(Items listed in a dataset)
-- BEGIN --
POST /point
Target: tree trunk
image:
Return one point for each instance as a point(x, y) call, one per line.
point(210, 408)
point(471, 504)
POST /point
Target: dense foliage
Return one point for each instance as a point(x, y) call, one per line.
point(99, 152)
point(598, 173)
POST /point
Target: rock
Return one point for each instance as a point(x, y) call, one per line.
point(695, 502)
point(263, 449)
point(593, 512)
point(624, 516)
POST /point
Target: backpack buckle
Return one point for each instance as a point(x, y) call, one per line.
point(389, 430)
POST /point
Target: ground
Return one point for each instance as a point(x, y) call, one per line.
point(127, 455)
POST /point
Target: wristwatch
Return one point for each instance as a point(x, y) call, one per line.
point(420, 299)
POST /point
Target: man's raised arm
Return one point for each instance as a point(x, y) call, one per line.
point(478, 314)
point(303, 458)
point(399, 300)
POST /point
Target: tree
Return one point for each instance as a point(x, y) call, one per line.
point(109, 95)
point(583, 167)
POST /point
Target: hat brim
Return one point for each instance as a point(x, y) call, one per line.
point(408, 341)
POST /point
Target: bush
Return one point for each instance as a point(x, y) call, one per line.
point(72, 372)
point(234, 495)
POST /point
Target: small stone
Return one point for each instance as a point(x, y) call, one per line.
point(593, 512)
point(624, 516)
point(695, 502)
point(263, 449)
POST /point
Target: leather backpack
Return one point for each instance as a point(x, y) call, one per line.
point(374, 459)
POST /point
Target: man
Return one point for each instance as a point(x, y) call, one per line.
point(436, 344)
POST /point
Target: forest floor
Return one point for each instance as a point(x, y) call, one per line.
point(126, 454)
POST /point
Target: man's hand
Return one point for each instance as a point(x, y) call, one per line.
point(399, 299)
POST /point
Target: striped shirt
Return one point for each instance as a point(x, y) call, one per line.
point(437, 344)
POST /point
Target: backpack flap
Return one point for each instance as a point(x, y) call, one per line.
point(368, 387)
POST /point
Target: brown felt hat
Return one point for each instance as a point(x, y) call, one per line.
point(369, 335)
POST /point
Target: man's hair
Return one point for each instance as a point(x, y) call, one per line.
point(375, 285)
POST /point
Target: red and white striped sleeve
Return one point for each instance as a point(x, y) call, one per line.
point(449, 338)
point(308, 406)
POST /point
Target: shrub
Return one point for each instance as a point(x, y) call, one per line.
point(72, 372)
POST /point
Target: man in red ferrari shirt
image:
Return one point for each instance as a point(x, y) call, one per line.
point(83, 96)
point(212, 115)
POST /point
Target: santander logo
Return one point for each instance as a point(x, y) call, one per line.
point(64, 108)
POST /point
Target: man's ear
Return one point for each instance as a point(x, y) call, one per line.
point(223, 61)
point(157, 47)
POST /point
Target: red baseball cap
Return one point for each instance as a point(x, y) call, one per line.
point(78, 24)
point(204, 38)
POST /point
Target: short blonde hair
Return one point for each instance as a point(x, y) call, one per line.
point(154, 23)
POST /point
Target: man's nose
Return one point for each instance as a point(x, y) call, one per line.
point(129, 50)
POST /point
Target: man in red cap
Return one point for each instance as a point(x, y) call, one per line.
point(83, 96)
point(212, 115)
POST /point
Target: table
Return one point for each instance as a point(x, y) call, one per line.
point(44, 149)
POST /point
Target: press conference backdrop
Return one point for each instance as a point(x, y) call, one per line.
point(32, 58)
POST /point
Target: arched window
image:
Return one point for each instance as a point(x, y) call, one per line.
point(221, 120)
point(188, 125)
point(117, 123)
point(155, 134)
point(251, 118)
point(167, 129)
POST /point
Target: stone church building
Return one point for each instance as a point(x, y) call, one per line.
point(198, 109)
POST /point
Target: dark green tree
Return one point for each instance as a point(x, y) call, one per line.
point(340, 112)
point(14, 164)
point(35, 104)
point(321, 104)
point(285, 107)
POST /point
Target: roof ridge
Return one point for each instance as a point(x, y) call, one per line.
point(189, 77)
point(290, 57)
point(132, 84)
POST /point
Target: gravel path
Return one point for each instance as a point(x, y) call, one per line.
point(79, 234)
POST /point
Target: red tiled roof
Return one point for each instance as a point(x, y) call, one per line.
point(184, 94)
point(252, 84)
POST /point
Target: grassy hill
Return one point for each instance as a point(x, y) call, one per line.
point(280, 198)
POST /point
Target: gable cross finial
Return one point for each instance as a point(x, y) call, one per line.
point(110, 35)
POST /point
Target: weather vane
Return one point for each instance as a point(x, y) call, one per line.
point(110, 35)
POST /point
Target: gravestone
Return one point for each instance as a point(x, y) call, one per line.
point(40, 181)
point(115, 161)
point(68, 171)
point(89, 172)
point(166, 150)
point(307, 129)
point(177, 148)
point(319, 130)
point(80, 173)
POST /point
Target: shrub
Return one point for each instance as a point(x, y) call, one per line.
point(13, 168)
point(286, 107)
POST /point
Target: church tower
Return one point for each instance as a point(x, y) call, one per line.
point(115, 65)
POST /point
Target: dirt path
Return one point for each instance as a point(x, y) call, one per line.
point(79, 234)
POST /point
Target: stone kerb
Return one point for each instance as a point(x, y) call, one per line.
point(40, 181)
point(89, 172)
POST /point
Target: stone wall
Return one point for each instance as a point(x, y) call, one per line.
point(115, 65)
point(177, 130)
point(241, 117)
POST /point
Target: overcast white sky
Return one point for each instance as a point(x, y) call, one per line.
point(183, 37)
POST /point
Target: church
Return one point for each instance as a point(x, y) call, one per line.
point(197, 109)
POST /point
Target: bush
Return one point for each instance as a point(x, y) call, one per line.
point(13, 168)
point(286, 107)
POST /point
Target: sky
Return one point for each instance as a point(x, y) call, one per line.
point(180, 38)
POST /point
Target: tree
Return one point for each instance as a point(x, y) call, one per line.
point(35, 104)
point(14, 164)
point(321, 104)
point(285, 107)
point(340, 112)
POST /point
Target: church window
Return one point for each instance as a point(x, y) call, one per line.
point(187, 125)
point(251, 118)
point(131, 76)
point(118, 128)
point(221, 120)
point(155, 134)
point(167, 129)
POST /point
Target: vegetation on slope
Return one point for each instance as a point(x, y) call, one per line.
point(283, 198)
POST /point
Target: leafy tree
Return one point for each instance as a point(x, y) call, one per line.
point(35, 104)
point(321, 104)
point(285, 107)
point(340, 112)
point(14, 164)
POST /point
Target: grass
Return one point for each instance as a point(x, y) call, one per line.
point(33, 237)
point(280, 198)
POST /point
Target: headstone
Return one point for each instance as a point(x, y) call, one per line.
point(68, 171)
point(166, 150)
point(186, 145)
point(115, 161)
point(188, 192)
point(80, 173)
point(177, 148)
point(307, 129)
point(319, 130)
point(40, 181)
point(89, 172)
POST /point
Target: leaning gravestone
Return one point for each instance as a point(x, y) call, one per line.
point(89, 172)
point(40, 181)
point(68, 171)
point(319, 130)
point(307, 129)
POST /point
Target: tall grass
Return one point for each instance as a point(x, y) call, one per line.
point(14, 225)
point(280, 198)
-- END --
-- BEGIN --
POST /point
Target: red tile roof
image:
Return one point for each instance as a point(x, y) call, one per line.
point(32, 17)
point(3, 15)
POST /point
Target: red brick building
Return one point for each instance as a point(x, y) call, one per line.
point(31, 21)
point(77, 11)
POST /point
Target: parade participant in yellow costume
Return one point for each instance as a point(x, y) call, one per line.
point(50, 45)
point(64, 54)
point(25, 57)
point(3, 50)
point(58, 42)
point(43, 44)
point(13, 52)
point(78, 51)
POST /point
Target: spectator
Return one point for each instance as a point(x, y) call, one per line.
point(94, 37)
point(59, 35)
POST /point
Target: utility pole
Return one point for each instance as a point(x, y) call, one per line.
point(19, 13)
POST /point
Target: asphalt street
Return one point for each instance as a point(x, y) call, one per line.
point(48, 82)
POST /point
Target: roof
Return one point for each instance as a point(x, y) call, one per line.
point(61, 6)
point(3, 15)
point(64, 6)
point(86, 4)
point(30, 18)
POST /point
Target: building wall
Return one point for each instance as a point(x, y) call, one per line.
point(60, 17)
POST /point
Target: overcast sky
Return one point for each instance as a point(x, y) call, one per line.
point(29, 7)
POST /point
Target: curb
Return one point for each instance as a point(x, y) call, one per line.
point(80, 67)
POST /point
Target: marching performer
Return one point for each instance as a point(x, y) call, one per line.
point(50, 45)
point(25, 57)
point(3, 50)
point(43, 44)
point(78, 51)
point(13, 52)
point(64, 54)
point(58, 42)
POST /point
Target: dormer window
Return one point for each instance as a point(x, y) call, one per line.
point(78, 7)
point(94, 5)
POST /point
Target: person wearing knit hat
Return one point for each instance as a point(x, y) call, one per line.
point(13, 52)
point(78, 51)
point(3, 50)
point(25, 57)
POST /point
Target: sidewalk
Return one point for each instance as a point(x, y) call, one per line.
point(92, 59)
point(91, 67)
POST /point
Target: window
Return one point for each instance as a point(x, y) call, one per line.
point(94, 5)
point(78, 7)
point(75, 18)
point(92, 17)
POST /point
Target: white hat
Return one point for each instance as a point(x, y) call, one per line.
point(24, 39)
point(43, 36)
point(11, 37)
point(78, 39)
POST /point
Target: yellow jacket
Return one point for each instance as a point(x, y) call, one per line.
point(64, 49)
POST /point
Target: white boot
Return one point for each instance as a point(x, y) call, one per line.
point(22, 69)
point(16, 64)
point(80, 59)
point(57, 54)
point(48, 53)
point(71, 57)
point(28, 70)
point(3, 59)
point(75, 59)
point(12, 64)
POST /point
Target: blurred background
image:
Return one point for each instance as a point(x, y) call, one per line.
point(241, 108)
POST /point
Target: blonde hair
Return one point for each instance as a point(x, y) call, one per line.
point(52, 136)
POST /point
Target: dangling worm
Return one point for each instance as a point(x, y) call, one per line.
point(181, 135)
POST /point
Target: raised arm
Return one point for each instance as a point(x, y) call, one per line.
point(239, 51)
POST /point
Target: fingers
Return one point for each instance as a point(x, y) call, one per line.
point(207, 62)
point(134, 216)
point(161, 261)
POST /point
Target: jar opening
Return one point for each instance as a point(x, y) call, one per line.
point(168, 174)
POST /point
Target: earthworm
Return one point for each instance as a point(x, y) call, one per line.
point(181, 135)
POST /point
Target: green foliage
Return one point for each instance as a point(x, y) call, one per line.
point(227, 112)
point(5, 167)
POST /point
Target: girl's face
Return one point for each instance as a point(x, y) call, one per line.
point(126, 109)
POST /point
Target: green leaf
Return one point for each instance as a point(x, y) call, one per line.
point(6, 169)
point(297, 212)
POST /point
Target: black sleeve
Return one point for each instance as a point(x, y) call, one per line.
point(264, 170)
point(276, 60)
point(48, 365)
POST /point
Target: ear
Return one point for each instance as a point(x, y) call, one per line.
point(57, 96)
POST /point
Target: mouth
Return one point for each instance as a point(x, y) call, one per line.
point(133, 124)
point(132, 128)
-- END --
WRITTEN REQUEST: Please state how many lines of the records contain the word "white", matching case exactly. Reply with the number only.

SOLUTION: 4